• Stated goal: Can you transcribe every entry word for word, skipping the images?

• Image object location entries:
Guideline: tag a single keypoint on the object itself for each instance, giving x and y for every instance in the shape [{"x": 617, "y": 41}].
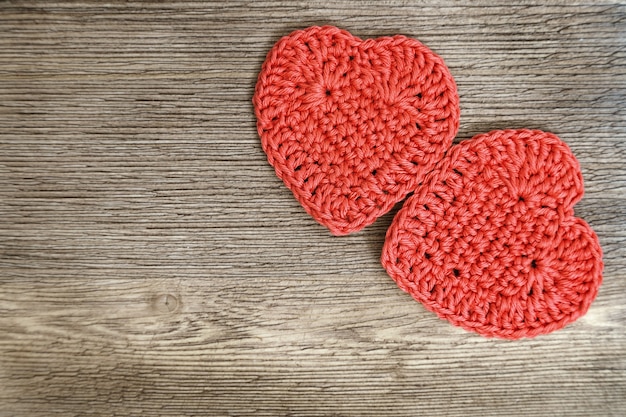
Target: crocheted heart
[
  {"x": 352, "y": 126},
  {"x": 490, "y": 241}
]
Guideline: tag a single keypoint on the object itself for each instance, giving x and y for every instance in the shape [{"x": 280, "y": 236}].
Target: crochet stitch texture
[
  {"x": 352, "y": 126},
  {"x": 489, "y": 241}
]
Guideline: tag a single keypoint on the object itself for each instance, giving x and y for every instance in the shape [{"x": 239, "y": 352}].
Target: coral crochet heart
[
  {"x": 490, "y": 241},
  {"x": 352, "y": 126}
]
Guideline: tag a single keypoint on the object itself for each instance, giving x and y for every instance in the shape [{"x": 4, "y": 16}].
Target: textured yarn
[
  {"x": 489, "y": 241},
  {"x": 352, "y": 126}
]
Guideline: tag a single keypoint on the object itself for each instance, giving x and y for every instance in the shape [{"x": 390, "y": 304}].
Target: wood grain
[{"x": 152, "y": 264}]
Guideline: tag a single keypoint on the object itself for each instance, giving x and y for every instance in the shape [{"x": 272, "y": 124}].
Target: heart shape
[
  {"x": 490, "y": 241},
  {"x": 352, "y": 126}
]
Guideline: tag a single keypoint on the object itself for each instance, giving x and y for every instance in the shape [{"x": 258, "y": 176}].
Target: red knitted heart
[
  {"x": 352, "y": 126},
  {"x": 490, "y": 241}
]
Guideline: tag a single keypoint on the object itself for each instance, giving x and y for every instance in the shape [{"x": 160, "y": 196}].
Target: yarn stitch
[
  {"x": 352, "y": 126},
  {"x": 490, "y": 241}
]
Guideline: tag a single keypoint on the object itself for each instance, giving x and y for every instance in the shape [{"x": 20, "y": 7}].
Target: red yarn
[
  {"x": 352, "y": 126},
  {"x": 490, "y": 241}
]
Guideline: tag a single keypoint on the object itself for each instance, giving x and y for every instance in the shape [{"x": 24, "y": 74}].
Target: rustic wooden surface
[{"x": 152, "y": 264}]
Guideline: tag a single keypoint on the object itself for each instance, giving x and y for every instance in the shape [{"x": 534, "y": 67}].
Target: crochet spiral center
[{"x": 352, "y": 126}]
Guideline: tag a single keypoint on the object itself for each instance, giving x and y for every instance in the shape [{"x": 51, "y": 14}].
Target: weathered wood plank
[{"x": 152, "y": 263}]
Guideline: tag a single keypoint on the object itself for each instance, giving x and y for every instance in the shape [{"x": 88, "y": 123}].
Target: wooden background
[{"x": 152, "y": 264}]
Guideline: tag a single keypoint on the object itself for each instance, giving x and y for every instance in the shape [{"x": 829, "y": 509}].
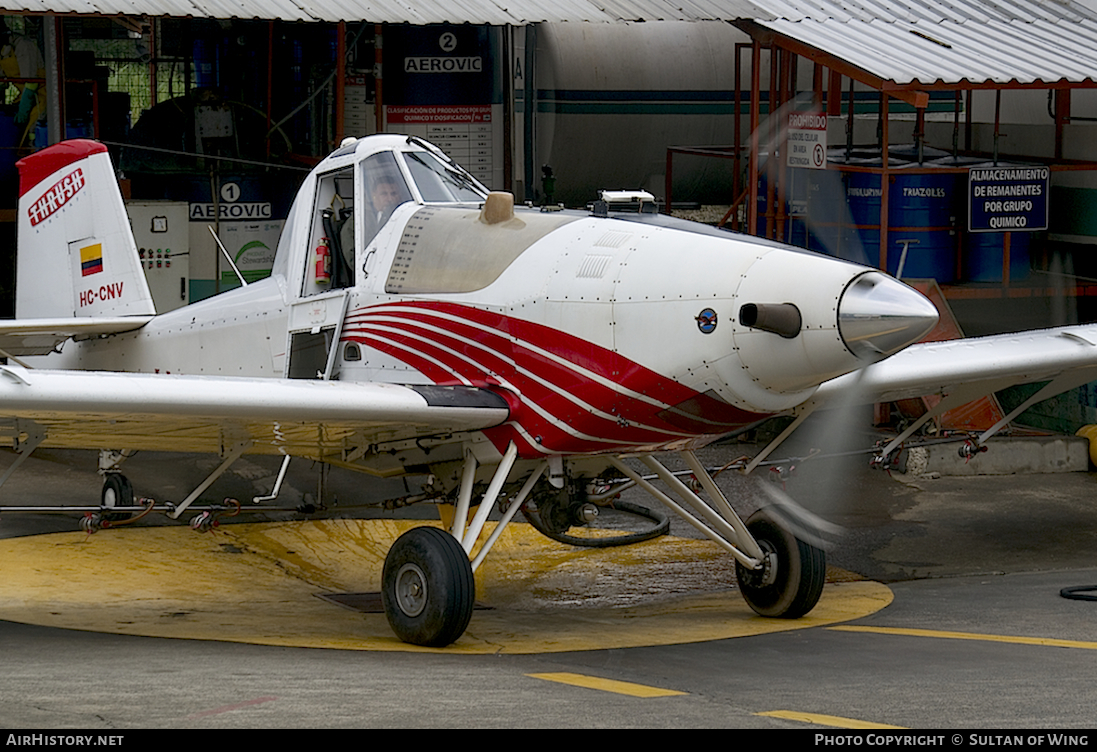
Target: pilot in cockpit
[{"x": 384, "y": 190}]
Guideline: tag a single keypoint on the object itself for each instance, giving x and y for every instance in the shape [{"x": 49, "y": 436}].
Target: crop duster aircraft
[{"x": 417, "y": 323}]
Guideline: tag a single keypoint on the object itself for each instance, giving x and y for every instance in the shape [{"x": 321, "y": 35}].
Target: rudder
[{"x": 77, "y": 254}]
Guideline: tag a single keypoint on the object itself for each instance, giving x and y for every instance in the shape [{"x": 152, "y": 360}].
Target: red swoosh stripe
[{"x": 574, "y": 396}]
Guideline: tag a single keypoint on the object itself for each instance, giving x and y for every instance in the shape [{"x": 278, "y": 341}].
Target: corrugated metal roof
[
  {"x": 1019, "y": 41},
  {"x": 495, "y": 12},
  {"x": 902, "y": 41}
]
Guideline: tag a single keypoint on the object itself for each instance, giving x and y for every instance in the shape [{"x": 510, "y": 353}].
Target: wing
[
  {"x": 975, "y": 367},
  {"x": 40, "y": 337},
  {"x": 324, "y": 420}
]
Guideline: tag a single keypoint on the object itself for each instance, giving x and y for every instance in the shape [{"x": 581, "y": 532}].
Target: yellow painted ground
[{"x": 258, "y": 583}]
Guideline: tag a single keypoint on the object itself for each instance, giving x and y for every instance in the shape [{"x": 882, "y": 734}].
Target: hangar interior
[{"x": 215, "y": 121}]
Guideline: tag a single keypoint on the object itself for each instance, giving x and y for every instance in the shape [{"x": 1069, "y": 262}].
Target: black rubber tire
[
  {"x": 117, "y": 491},
  {"x": 662, "y": 527},
  {"x": 428, "y": 588},
  {"x": 801, "y": 571}
]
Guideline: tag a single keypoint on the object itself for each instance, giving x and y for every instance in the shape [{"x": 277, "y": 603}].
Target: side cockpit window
[{"x": 439, "y": 182}]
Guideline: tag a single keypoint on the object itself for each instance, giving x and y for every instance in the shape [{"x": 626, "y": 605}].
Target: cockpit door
[{"x": 314, "y": 332}]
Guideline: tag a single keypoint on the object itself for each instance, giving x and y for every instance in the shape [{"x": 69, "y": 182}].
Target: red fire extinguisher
[{"x": 323, "y": 261}]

• The response:
Guideline: tag a single keypoint on the object itself for each instance, giving x and y for every instance in the shape [{"x": 617, "y": 41}].
Target: crocheted heart
[
  {"x": 352, "y": 126},
  {"x": 490, "y": 241}
]
Guideline: tag a single keypoint on the object itself for each instance, giving x and y for every instance in the shape [{"x": 280, "y": 236}].
Target: crochet stitch texture
[
  {"x": 352, "y": 126},
  {"x": 489, "y": 241}
]
Guideline: tag a single keypoint on the object itself for each instance, giving x and y for every instance in the shape [{"x": 239, "y": 352}].
Target: coral crochet heart
[
  {"x": 490, "y": 241},
  {"x": 352, "y": 126}
]
Guideline: tag a single keypoint on the object itself for each instance, giving x and y for every instance in the shape [{"x": 4, "y": 16}].
Target: textured yarn
[
  {"x": 489, "y": 241},
  {"x": 352, "y": 126}
]
Guideline: tag a single keypoint on the object itself for each instance, giving x and y for every instance in the shape [{"x": 390, "y": 304}].
Target: wood grain
[{"x": 152, "y": 264}]
Guideline: tag a single keypoint on the object itself for each instance, giving x and y for every instance in the shape [{"x": 272, "y": 124}].
Target: heart shape
[
  {"x": 490, "y": 241},
  {"x": 352, "y": 126}
]
Guideline: tag a single keypoint on the object itself for each instance, giving x and y for every instance in the shape [{"x": 258, "y": 176}].
Target: red knitted heart
[
  {"x": 352, "y": 126},
  {"x": 490, "y": 241}
]
Guideline: tag a single keypoint on the object itself for each instance, giving x and y for every instance in the shape [{"x": 160, "y": 196}].
Target: yarn stitch
[
  {"x": 352, "y": 126},
  {"x": 490, "y": 241}
]
Guideline: tag a single keypoint on the object itself for each instance, giving x and y for every instance in the shape [{"x": 20, "y": 7}].
Target: red yarn
[
  {"x": 352, "y": 126},
  {"x": 490, "y": 241}
]
Guideline: tag a single keypoint on the object itself for each instance, giving x and y for every instance in the shape [{"x": 24, "y": 74}].
Target: rustic wooden surface
[{"x": 152, "y": 264}]
Guideline: tag a single keypoint on the object itself for each instance, giving x and y for every instance in the shape [{"x": 534, "y": 67}].
Target: crochet spiral center
[{"x": 352, "y": 126}]
Guideline: tag a single keypoint on the object itself for each instance, giving x and y for every instance in the shape [{"x": 51, "y": 14}].
Target: weathered wood plank
[{"x": 152, "y": 263}]
Guideline: tag a single keypoint on the object itself for each instance, giving x and y for every instance in the shape [{"x": 88, "y": 123}].
Target: wooden background
[{"x": 152, "y": 264}]
Guideline: tag a single keypoint on the object itself for each instance, giving x and y for every instance in the shape [{"x": 829, "y": 509}].
Target: pilot in cockpit
[{"x": 384, "y": 190}]
Guideline: tag a single keypoint on the object itself for each instance, giving x and y for every instance in the shape [{"x": 49, "y": 436}].
Target: crop duster aircraft
[{"x": 417, "y": 323}]
Guideline: tag a single keypoint on the object itself for each instance, giving x and y for every instance in the shape [{"x": 321, "y": 35}].
Target: rudder
[{"x": 77, "y": 254}]
Guideline: tag a single keypoint on the object itself for each instance, giving x and y for every instance in the shape [{"x": 152, "y": 360}].
Target: red swoosh stripe
[{"x": 574, "y": 396}]
Guideline: tag a single keypoint on the object itself for each instance, giving x and y for every instance in the shape [{"x": 278, "y": 341}].
Target: corrugated metal roof
[
  {"x": 1019, "y": 41},
  {"x": 495, "y": 12},
  {"x": 902, "y": 41}
]
Guideline: tag a single keypoint on the object itself for each instance, giving x and y for every instance in the shape [{"x": 510, "y": 353}].
Target: wing
[
  {"x": 975, "y": 367},
  {"x": 40, "y": 337},
  {"x": 324, "y": 420}
]
Guideline: tag a single keypoint on the object itself for each instance, giving x and y for every instance in the shape [{"x": 581, "y": 532}].
Target: yellow painted ground
[{"x": 258, "y": 583}]
Guideline: tag a single keypoint on the object itself for each instance, giving x and y for every instance in the shape [{"x": 882, "y": 734}].
Target: hangar interior
[{"x": 215, "y": 121}]
Guideline: tag a single keypoint on the object itself for each instance, giving x and y for every instance in the shape [{"x": 1069, "y": 262}].
Target: black rubber tire
[
  {"x": 117, "y": 491},
  {"x": 662, "y": 527},
  {"x": 428, "y": 588},
  {"x": 801, "y": 571}
]
Guideline: tag a single keypoint on the object itself for each instance, giving x and y for every instance in the shape [{"x": 277, "y": 603}].
Target: side cockpit window
[{"x": 439, "y": 182}]
Guideline: tag a single keypoint on the object itself for each instance, giving x and y for every instance in the shape [{"x": 626, "y": 605}].
Target: cockpit door
[{"x": 314, "y": 332}]
Guideline: tag a single keypoint on the object itself for each instance, giving x and y for every instance in the shape [{"x": 69, "y": 182}].
Target: red fire extinguisher
[{"x": 323, "y": 261}]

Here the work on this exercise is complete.